* What is expected *
Write out all the items below again, replacing "Trace" with "Draw" everywhere it appears and leaving everything else unchanged.

* Data lines *
======
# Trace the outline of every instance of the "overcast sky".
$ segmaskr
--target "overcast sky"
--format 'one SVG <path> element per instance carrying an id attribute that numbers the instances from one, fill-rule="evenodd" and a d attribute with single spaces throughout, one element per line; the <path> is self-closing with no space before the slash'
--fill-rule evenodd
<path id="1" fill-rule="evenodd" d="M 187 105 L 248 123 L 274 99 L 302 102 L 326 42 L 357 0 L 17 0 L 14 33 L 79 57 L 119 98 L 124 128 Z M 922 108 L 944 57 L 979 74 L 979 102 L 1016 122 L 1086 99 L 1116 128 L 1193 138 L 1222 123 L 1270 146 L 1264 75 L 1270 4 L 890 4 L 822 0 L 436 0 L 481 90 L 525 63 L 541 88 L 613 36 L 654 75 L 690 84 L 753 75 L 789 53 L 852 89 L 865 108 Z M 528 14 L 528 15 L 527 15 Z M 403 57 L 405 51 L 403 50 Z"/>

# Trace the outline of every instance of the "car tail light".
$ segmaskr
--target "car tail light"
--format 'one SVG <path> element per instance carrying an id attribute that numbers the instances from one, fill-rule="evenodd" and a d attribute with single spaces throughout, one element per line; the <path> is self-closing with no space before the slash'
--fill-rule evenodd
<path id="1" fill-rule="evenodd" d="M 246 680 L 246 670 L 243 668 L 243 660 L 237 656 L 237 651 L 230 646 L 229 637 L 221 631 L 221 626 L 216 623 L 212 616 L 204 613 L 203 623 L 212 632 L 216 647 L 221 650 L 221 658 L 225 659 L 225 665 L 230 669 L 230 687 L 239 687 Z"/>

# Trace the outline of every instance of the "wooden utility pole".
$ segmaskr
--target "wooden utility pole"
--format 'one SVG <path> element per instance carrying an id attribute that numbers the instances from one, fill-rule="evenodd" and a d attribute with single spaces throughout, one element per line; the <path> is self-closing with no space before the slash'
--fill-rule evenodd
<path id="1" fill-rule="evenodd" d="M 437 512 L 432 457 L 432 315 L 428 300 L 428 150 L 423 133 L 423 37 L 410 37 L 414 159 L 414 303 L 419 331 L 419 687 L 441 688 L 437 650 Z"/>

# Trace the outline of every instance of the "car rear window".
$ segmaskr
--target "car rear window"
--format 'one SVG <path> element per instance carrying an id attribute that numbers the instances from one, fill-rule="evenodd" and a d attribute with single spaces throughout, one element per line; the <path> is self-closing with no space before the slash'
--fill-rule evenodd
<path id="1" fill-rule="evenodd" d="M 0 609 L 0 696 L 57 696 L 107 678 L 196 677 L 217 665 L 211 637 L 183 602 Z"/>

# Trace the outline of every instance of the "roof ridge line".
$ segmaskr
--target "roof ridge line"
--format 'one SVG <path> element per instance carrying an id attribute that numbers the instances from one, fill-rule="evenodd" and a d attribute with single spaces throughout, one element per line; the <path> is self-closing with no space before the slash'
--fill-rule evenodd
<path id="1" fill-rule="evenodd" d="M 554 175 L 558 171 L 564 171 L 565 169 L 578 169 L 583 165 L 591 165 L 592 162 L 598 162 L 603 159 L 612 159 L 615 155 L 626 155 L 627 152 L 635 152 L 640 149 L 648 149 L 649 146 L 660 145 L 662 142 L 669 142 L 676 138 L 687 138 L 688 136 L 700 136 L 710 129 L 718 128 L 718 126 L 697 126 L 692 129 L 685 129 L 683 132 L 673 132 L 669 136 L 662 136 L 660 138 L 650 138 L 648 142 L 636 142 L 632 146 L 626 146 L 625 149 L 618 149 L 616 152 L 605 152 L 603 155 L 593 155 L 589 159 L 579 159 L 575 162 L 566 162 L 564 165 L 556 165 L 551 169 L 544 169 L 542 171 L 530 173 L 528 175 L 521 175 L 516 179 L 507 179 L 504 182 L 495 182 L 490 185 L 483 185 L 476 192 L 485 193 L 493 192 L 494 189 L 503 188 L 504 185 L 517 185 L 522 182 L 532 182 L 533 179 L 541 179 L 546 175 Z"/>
======
* Complete response *
# Draw the outline of every instance of the "overcast sky".
$ segmaskr
--target "overcast sky"
--format 'one SVG <path> element per instance carrying an id attribute that numbers the instances from one, fill-rule="evenodd" and a d attribute with single spaces throughout, one element per line; the <path> is self-closing with no space before the slash'
--fill-rule evenodd
<path id="1" fill-rule="evenodd" d="M 187 105 L 248 123 L 274 99 L 302 102 L 326 42 L 357 0 L 17 0 L 14 33 L 79 57 L 119 98 L 124 128 Z M 922 108 L 944 57 L 979 74 L 979 102 L 1016 122 L 1086 99 L 1116 128 L 1193 138 L 1222 123 L 1270 146 L 1264 75 L 1270 4 L 890 4 L 822 0 L 436 0 L 481 90 L 525 63 L 541 88 L 613 36 L 654 75 L 690 84 L 753 75 L 789 53 L 852 89 L 865 108 Z M 528 14 L 528 15 L 527 15 Z M 403 57 L 405 51 L 403 50 Z"/>

# Draw the outline of every instance of the "car tail light".
$ segmaskr
--target "car tail light"
--format 'one SVG <path> element per instance carrying an id attribute that numbers the instances from one, fill-rule="evenodd" and a d attribute with single spaces throughout, one element per line; the <path> is self-closing with no space before the slash'
--fill-rule evenodd
<path id="1" fill-rule="evenodd" d="M 246 680 L 246 670 L 243 668 L 243 660 L 237 656 L 237 651 L 230 646 L 229 637 L 221 631 L 221 626 L 216 623 L 212 616 L 204 613 L 203 623 L 212 632 L 216 647 L 221 650 L 221 658 L 225 659 L 225 665 L 230 669 L 230 687 L 239 687 Z"/>

# Draw the outline of every instance of the "wooden utility pole".
$ segmaskr
--target "wooden utility pole"
--format 'one SVG <path> element per instance carrying an id attribute that numbers the instances from one, fill-rule="evenodd" and a d attribute with single spaces throughout, one element per line; the <path> is self-closing with no space before the slash'
--fill-rule evenodd
<path id="1" fill-rule="evenodd" d="M 437 512 L 432 457 L 432 315 L 428 300 L 428 150 L 423 133 L 423 37 L 410 37 L 414 159 L 414 303 L 419 331 L 419 687 L 441 688 L 437 650 Z"/>

# Draw the outline of every instance of the "car rear window".
$ segmaskr
--target "car rear window"
--format 'one SVG <path> element per instance carrying an id attribute that numbers the instances from one, fill-rule="evenodd" and a d attribute with single spaces throughout, one element per line; the <path> is self-closing with no space before the slash'
--fill-rule evenodd
<path id="1" fill-rule="evenodd" d="M 0 609 L 0 696 L 57 696 L 107 678 L 196 677 L 217 665 L 211 637 L 183 602 Z"/>

# Draw the outline of every instance of the "roof ridge line".
$ segmaskr
--target "roof ridge line"
--format 'one SVG <path> element per instance carrying an id attribute that numbers the instances from one, fill-rule="evenodd" and a d attribute with single spaces throughout, one element per line; the <path> is self-closing with no space before the slash'
--fill-rule evenodd
<path id="1" fill-rule="evenodd" d="M 554 175 L 558 171 L 564 171 L 565 169 L 578 169 L 583 165 L 591 165 L 592 162 L 598 162 L 603 159 L 612 159 L 615 155 L 626 155 L 627 152 L 635 152 L 640 149 L 648 149 L 649 146 L 660 145 L 662 142 L 669 142 L 676 138 L 687 138 L 688 136 L 700 136 L 710 129 L 718 128 L 718 126 L 697 126 L 692 129 L 685 129 L 683 132 L 673 132 L 669 136 L 662 136 L 660 138 L 650 138 L 648 142 L 636 142 L 632 146 L 626 146 L 625 149 L 618 149 L 616 152 L 605 152 L 603 155 L 593 155 L 589 159 L 579 159 L 575 162 L 566 162 L 564 165 L 556 165 L 551 169 L 544 169 L 542 171 L 530 173 L 528 175 L 521 175 L 516 179 L 507 179 L 504 182 L 495 182 L 490 185 L 483 185 L 476 192 L 485 193 L 493 192 L 494 189 L 503 188 L 504 185 L 517 185 L 522 182 L 532 182 L 533 179 L 541 179 L 546 175 Z"/>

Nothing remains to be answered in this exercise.